## THINGS TO DO
1) In two sentences, summarize the excerpt on politicians and drug use.
2) From the excerpt on politicians and drug use, quote the passage starting at "The remark has" and ending at "From My Father.".

On cannabis he said: "There was a period before university when I had quite a few (cannabis joints). It was jolly nice. But apparently it is very different these days. Much stronger.

"I've become very illiberal about it. I don't want my kids to take drugs."

Fellow Old Etonian David Cameron refused to be drawn on the subject of drug taking, saying in 2007: "Like many people, I did things when I was young that I shouldn't have done and that I regret.

"But I do believe that politicians are entitled to a past that remains private".

In 2005, his friend the then shadow chancellor George Osborne was forced to deny taking drugs after newspapers printed a picture of him with his arm around a woman described as a "cocaine-snorting hooker".

Osborne suggested he was the victim of a "smear campaign", adding: "The allegations are completely untrue, and dredging up a photo from when I was 22 years old is pretty desperate stuff."

In 2007, several ministers in Gordon Brown's government, including chancellor Alistair Darling, home secretary Jacqui Smith and deputy Labour leader Harriet Harman, admitted using cannabis in their youth.

Yvette Cooper, then minister for housing, said cannabis use at university was "something that I have left behind" while Andy Burnham, now Mayor of Greater Manchester, admitted smoking the drug.

In 1992, US presidential hopeful Bill Clinton famously said he tried marijuana while at Oxford University but "didn't inhale".

The remark has been lampooned many times, including by then senator Barack Obama in 2006, who said: "When I was a kid, I inhaled ... that was the point".

Obama also admitted to using "a little blow" (cocaine) in his first book Dreams From My Father.

## STORED RECORDS

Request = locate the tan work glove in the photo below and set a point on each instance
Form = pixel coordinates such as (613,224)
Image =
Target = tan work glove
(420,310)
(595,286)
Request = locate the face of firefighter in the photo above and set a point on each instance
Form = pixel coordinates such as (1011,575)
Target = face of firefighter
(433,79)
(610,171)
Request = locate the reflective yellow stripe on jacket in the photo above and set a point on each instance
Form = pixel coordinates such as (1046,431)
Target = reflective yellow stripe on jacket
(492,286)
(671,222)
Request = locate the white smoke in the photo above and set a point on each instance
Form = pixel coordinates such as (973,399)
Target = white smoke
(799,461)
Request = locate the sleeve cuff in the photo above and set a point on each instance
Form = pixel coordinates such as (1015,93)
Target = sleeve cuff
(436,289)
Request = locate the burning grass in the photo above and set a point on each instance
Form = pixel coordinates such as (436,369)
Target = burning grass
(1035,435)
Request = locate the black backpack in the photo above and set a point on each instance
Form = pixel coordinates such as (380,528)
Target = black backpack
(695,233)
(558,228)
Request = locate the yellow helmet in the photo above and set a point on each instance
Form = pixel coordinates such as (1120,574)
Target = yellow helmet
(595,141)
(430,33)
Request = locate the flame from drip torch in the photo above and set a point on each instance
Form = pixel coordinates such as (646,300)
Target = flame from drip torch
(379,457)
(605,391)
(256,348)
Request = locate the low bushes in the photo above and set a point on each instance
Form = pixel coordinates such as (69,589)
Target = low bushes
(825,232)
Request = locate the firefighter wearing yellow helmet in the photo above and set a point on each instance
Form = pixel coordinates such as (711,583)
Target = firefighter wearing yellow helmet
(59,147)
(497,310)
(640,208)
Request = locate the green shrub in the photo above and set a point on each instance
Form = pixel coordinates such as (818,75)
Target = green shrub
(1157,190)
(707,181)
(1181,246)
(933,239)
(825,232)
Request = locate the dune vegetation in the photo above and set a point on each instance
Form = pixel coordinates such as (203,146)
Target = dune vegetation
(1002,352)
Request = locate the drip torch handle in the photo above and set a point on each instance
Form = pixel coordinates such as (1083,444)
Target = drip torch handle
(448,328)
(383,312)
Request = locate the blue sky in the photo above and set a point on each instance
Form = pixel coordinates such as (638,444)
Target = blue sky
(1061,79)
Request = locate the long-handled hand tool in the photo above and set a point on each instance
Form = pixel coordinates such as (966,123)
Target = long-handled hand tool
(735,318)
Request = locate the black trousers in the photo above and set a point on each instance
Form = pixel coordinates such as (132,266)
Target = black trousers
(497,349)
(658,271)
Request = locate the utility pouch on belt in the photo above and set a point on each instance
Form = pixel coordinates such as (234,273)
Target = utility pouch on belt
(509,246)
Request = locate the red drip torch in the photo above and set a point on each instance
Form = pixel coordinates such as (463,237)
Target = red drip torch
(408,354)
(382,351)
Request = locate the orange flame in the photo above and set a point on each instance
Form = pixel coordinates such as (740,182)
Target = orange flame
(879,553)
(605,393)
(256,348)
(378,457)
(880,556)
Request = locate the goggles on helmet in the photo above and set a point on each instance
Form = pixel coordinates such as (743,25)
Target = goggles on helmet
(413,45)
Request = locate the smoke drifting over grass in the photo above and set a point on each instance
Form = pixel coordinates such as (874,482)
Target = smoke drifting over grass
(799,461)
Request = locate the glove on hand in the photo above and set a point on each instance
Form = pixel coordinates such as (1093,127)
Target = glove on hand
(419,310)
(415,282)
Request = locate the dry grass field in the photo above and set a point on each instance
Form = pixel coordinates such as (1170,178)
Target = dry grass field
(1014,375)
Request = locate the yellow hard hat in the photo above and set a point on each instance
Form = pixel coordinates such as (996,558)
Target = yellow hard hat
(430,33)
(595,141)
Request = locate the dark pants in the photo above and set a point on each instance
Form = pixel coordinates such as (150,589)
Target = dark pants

## EXPECTED RESULTS
1) A number of politicians have spoken about past drug use, and several ministers in Gordon Brown's government admitted in 2007 to using cannabis in their youth. David Cameron declined to discuss it, George Osborne denied taking drugs, Bill Clinton said he tried marijuana but "didn't inhale," and Barack Obama said he inhaled and admitted using cocaine.

2)
The remark has been lampooned many times, including by then senator Barack Obama in 2006, who said: "When I was a kid, I inhaled ... that was the point".

Obama also admitted to using "a little blow" (cocaine) in his first book Dreams From My Father.